### Tâches à réaliser
• A. Recopiez le texte sur le traité CECA de « 89 Il en résulte » jusqu'à « est d’application autonome. » en substituant « entreprises » à « producteurs ».
• B. Veuillez relever tous les numéros de paragraphe qui figurent dans le texte sur le traité CECA.

### Texte
++++++

88 Toutefois, les articles 4 et 67 du traité CECA visent deux domaines distincts, le premier abolissant et interdisant certaines interventions des États membres dans le domaine que le traité CECA soumet à la compétence communautaire, le second tendant à parer aux atteintes à la concurrence que l’exercice des pouvoirs retenus par les États membres ne peut manquer d’entraîner (arrêt De Gezamenlijke Steenkolenmijnen in Limburg/Haute Autorité, précité, p. 47). L’article 67 du traité CECA couvre ainsi les mesures générales que les États membres peuvent adopter dans le cadre de leur politique économique et sociale et les mesures prises par les États membres applicables à d’autres secteurs que les industries du charbon ou de l’acier mais qui sont susceptibles d’exercer une répercussion sensible sur les conditions de concurrence dans lesdites industries.

89 Il en résulte que l’article 67 du traité CECA n’a pas non plus pour objet de mettre en oeuvre l’article 4, sous b), du même traité.

90 Il ressort de ce qui précède qu’il n’existe pas, dans le traité CECA, de règles plus spécifiques que l’article 4, sous b), en tant que celui-ci vise les discriminations entre producteurs. En conséquence, cette disposition est d’application autonome.

++++++

### Entrées

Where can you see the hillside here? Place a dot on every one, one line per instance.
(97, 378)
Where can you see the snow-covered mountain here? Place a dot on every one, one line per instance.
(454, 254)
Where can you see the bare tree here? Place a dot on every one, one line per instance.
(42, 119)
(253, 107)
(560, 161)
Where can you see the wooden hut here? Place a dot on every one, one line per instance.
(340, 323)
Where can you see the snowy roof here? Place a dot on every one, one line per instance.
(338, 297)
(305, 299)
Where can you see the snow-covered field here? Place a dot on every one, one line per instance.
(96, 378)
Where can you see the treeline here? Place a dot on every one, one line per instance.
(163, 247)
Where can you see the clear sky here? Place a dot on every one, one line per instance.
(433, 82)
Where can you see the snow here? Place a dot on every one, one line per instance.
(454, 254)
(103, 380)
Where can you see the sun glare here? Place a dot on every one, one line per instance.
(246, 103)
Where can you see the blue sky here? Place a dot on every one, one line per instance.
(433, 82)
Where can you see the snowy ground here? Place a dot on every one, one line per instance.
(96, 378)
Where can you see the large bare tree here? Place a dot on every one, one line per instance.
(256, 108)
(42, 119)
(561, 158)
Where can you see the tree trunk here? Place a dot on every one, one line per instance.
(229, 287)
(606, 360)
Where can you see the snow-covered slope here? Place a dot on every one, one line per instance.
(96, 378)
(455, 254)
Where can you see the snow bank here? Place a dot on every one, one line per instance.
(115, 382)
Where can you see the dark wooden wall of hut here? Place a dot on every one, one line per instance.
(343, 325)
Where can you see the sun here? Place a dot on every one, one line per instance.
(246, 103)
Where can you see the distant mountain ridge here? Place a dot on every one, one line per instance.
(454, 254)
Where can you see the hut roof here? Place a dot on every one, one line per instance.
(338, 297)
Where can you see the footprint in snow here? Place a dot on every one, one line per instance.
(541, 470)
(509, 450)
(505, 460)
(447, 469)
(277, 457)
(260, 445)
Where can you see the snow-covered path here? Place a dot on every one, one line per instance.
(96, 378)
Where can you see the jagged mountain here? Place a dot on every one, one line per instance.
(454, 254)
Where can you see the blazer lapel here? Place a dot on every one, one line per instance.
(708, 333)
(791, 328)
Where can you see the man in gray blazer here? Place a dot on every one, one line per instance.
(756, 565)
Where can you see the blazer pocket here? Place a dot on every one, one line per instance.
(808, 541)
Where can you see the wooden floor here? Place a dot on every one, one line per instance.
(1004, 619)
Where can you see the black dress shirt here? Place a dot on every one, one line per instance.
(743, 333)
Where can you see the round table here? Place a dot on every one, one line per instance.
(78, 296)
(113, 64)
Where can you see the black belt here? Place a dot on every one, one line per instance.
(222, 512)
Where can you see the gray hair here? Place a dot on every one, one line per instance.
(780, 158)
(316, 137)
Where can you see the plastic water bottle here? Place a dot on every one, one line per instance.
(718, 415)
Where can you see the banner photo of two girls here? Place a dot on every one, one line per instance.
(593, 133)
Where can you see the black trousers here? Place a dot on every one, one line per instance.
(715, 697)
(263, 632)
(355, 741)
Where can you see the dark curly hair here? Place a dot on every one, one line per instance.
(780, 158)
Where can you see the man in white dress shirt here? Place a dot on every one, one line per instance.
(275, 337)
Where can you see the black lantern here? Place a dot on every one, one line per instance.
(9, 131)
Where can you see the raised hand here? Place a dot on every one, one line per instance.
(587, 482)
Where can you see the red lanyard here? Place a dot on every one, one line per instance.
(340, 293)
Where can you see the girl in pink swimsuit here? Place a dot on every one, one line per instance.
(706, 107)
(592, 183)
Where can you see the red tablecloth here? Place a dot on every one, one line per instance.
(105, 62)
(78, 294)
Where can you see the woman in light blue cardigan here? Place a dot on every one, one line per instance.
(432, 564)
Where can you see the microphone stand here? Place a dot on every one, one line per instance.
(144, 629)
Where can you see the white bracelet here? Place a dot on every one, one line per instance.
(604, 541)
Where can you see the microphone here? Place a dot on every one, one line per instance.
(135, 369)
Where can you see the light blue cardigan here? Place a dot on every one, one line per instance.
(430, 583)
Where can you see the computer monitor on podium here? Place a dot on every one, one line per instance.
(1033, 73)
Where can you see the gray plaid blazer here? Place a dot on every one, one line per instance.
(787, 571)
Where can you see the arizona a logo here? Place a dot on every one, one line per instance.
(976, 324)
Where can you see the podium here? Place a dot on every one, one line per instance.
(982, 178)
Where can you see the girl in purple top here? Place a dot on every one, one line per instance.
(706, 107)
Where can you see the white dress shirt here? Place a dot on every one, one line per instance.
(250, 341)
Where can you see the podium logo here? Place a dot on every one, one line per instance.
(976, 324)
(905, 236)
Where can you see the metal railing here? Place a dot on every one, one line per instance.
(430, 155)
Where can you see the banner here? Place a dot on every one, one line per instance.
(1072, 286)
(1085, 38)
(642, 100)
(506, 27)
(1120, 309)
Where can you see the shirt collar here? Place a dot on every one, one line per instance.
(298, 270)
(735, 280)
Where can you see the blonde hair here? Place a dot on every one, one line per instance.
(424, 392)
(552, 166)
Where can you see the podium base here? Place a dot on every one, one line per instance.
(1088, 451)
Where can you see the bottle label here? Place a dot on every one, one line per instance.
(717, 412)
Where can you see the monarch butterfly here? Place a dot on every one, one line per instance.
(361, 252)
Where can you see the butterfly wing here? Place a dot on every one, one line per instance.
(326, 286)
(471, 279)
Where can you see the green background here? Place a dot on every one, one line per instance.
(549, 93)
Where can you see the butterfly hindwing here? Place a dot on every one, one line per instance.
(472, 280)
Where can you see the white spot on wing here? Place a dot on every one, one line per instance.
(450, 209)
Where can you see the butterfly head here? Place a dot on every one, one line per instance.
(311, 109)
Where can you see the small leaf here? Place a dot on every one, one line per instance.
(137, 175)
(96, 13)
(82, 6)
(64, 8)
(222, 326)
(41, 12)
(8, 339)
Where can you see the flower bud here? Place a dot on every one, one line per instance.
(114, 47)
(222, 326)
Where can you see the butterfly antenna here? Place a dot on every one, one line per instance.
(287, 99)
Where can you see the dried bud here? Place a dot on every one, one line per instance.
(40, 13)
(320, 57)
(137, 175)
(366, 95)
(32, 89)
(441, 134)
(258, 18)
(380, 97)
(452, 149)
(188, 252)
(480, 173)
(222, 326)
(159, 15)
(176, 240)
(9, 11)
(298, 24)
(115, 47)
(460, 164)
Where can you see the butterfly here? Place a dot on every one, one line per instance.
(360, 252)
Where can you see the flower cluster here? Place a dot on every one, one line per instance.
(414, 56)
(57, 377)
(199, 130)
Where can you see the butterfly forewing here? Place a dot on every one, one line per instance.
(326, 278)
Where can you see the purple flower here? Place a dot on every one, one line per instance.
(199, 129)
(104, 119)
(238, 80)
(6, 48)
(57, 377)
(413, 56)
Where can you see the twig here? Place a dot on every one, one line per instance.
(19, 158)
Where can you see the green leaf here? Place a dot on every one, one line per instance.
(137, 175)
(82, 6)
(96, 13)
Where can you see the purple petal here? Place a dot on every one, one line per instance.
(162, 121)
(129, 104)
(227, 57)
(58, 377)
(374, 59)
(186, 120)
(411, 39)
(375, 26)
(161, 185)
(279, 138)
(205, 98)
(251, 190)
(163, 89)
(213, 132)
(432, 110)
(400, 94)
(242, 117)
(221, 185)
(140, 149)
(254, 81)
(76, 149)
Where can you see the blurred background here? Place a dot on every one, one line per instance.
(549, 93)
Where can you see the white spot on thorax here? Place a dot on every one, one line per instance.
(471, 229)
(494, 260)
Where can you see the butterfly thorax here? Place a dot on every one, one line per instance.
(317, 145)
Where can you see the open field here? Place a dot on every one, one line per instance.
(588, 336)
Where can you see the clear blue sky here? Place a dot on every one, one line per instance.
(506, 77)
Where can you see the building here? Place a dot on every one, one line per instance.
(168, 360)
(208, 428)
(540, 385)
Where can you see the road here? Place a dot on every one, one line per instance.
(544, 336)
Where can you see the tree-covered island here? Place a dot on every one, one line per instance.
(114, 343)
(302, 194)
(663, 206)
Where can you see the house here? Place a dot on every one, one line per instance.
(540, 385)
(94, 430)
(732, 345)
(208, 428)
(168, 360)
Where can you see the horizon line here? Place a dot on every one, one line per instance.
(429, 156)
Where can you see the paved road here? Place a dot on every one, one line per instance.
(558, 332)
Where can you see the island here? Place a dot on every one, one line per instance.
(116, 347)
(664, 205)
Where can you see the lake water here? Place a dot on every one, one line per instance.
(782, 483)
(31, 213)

++++++

### Corrigé de l'exercice
• A.
89 Il en résulte que l’article 67 du traité CECA n’a pas non plus pour objet de mettre en oeuvre l’article 4, sous b), du même traité.

90 Il ressort de ce qui précède qu’il n’existe pas, dans le traité CECA, de règles plus spécifiques que l’article 4, sous b), en tant que celui-ci vise les discriminations entre entreprises. En conséquence, cette disposition est d’application autonome.

• B. 88, 89, 90